**Text block**
At the beginning of the 19th century, the Swiss Confederation was still a vassal state of France. After the collapse of Napoleon’s empire in 1815, the Federal Treaty was the legal guideline for the functioning of the state as part of the post-war order adopted by the Congress of Vienna. However, the Confederation was politically and religiously divided; economically, different currencies, units of weight, and duties made it more difficult to interact with each other. Tensions between the Protestant-liberal and the Catholic-conservative cantons peaked in 1847 in a civil war, the so-called Sonderbundskrieg. In the “Sonderbund” (Special Alliance), the Catholic-conservative cantons had united themselves against the rest.
The Text within 51 Days
After the armed dissolution of the Special Alliance, a 23-member commission took up the reform of the Federal Treaty. The Revision Commission held its first meeting on February 17, 1848, and 51 days later, the text of the new Federal Constitution was ready. On September 12, 1848, the Rules of Procedure declared them adopted. Switzerland thus became a federal state and the first stable democracy in Europe.

**Request 1**
According to the Swiss constitution passage, why was it hard for the parts of the Confederation to deal with one another economically? Answer in one to three sentences.
**Request 2**
Decide whether each statement agrees with the Swiss constitution passage. Answer yes or no, and quote the deciding words.
(a) The commission that reformed the Federal Treaty had 23 members.
(b) The Sonderbund was formed by the Protestant-liberal cantons.
(c) The Revision Commission first met on February 17, 1848.
**Request 3**
Please carry on the Swiss constitution passage from its final sentence.
The listing that comes next is from a different source.

**Material supplied**

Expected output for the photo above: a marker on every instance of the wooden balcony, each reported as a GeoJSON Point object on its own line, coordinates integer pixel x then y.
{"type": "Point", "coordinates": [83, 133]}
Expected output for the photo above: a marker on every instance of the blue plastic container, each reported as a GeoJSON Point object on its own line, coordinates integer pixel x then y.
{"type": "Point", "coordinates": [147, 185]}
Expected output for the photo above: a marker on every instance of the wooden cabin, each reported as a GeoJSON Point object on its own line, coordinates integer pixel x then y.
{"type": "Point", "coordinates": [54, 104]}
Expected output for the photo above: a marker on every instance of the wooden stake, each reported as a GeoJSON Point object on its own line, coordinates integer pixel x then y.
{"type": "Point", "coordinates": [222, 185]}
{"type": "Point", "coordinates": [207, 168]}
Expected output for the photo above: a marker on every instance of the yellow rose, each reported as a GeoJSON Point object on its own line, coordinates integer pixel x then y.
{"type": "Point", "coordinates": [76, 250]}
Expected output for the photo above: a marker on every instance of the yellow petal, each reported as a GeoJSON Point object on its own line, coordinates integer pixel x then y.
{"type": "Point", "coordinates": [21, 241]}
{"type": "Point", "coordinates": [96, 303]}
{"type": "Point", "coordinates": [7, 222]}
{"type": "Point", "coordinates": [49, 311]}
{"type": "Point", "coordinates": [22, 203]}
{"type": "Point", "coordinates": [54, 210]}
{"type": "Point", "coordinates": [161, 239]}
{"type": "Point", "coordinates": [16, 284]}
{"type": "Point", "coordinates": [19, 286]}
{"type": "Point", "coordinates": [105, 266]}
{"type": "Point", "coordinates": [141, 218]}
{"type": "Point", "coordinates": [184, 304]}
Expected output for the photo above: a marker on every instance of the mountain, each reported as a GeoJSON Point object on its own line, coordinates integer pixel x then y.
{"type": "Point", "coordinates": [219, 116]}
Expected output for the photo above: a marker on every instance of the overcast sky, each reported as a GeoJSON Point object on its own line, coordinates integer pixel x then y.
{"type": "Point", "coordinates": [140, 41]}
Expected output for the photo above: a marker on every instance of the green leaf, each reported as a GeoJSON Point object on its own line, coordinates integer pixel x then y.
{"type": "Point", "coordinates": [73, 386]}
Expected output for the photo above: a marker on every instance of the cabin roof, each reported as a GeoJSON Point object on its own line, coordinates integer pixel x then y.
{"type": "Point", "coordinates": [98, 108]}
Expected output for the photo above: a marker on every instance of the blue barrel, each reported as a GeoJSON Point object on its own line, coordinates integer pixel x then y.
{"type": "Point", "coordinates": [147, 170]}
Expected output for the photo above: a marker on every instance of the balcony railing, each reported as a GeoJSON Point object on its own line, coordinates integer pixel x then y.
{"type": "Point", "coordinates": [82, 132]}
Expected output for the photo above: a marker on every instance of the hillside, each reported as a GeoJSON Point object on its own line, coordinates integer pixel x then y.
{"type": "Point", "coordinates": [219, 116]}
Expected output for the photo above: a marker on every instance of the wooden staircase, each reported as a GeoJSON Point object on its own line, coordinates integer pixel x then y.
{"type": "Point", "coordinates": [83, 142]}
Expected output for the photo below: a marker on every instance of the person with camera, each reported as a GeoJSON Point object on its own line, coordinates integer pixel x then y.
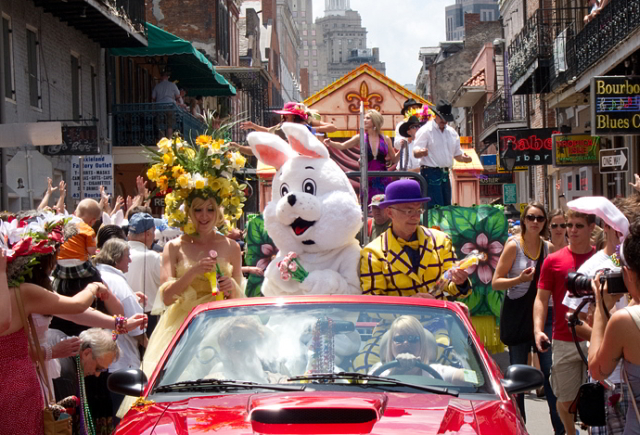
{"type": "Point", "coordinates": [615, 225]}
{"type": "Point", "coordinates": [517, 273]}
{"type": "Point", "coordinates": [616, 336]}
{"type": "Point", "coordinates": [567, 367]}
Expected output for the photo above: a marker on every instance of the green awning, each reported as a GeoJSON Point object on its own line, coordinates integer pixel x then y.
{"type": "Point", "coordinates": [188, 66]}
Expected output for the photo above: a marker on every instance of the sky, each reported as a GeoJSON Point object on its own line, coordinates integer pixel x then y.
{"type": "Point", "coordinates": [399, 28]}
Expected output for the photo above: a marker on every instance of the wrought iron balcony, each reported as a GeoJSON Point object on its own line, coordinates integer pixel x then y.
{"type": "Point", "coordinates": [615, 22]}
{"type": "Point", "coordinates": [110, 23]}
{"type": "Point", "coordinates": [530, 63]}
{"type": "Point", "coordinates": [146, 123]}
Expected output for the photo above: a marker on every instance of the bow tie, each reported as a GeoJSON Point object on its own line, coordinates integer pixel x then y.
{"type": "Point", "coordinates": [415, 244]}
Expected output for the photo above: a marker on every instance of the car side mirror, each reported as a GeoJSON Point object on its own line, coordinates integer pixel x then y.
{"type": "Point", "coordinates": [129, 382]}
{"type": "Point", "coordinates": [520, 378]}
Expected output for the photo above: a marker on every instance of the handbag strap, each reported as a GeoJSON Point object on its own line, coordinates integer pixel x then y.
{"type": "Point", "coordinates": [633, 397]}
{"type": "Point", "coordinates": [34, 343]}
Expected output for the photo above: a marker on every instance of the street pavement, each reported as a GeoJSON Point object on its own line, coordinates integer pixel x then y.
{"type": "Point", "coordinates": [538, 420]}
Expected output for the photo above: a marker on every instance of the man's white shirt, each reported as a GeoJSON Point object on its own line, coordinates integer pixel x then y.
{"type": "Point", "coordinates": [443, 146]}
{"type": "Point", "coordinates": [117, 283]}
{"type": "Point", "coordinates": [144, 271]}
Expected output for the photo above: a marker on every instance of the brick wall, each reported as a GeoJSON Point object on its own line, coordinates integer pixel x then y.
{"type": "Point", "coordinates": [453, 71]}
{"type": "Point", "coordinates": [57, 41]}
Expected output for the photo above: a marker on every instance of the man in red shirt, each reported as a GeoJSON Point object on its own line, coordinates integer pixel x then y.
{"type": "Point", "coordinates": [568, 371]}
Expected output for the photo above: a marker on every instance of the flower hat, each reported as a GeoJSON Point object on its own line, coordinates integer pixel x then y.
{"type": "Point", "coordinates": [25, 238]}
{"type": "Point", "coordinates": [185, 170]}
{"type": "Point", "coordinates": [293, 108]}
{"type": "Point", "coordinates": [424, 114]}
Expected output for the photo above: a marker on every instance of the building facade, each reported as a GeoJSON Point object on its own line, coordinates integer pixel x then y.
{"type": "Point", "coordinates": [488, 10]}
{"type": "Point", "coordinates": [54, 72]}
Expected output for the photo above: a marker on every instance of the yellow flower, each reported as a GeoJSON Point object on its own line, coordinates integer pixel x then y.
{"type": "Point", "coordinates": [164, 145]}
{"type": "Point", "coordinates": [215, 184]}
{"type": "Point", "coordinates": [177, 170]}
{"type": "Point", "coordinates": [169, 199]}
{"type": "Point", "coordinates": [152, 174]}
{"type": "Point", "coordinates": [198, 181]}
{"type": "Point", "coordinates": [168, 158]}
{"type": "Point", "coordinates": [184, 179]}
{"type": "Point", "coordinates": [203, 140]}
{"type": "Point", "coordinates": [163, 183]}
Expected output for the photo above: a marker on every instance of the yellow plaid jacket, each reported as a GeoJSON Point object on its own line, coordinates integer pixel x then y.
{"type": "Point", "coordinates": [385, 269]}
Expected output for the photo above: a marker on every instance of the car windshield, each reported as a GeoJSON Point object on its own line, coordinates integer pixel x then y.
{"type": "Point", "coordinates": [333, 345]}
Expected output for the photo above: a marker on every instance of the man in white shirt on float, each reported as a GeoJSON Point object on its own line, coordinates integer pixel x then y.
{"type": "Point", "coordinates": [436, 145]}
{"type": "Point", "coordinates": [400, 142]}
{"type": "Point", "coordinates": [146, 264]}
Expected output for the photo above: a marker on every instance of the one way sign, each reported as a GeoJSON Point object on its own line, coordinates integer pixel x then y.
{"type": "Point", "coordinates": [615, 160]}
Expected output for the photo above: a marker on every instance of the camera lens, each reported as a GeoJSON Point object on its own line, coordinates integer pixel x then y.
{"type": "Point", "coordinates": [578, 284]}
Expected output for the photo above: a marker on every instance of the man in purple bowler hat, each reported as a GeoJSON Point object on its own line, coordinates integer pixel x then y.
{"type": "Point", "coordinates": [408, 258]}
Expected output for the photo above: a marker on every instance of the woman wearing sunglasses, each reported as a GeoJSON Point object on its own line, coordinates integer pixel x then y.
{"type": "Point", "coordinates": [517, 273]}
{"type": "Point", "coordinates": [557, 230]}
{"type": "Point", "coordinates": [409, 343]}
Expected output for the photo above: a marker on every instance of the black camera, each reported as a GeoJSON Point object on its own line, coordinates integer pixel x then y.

**Final result 1**
The parts of the Confederation used different currencies, units of weight, and duties. These differences made it more difficult for them to interact with each other.

**Final result 2**
(a) Yes: "a 23-member commission took up the reform of the Federal Treaty"
(b) No: "the Catholic-conservative cantons had united themselves against the rest"
(c) Yes: "The Revision Commission held its first meeting on February 17, 1848"

**Final result 3**
Thus, the most important pillars of today’s constitutional order were set 175 years ago: the Federal Council as an executive body, the Federal Assembly with its two chambers (the National Council and State Council), the principle of separation of powers, the federalist division of duties between the federal and cantonal bodies, free elections, and the fundamental rights of citizens.
“It was about involving everyone, especially the people. The people should also be represented, not just the cantons,” says Andreas Kley, specialist for the Swiss Constitution, on the SRF portal. “The second point concerned the Catholics. They were kept at a distance because they did not agree with the liberal ideals.”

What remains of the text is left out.